**Your instructions**
Go through the entries below and copy each line that holds the word "Where".

**Data supplied**
○ ○ ○ ○ ○
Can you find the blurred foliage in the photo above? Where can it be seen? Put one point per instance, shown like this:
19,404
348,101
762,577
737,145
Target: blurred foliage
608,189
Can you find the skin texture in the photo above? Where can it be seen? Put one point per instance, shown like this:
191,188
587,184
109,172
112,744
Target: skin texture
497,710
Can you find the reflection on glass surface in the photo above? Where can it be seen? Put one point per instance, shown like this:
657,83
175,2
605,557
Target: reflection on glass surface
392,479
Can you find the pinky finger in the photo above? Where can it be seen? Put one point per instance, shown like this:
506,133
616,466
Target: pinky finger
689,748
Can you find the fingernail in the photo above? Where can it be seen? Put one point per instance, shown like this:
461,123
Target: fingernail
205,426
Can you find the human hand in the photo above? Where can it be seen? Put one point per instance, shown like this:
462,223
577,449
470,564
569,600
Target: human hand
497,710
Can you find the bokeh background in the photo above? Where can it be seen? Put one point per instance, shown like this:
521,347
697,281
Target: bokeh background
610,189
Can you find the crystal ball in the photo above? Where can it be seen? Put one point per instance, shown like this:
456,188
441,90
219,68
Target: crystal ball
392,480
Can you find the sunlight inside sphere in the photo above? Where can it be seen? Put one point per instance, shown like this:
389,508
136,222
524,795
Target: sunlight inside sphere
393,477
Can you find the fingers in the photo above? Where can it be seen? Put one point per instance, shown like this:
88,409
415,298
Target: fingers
○ ○ ○ ○ ○
**Result for this exercise**
Can you find the blurred foliage in the photo above? Where can it be seen? Put one point per instance, shown like this:
Can you find the skin texture in the photo above? Where can it be seen? Put one point per instance, shown like this:
Can you find the reflection on glass surface in the photo above? Where can it be seen? Put one point per instance, shown like this:
Can you find the pinky finger in the photo above? Where can it be seen? Put one point per instance, shown like this:
Can you find the fingernail in the photo above? Where can it be seen? Put one point per instance, shown like this:
Can you find the human hand in the photo above? Where can it be seen? Put one point per instance, shown like this:
Can you find the bokeh background in the photo above? Where can it be seen? Put one point per instance, shown like this:
Can you find the crystal ball in the photo above? Where can it be seen? Put one point per instance, shown like this:
Can you find the sunlight inside sphere in the photo above? Where can it be seen? Put one point per instance, shown like this:
Can you find the fingers in the photo above? Where can it be seen? Put one point per instance, shown like this:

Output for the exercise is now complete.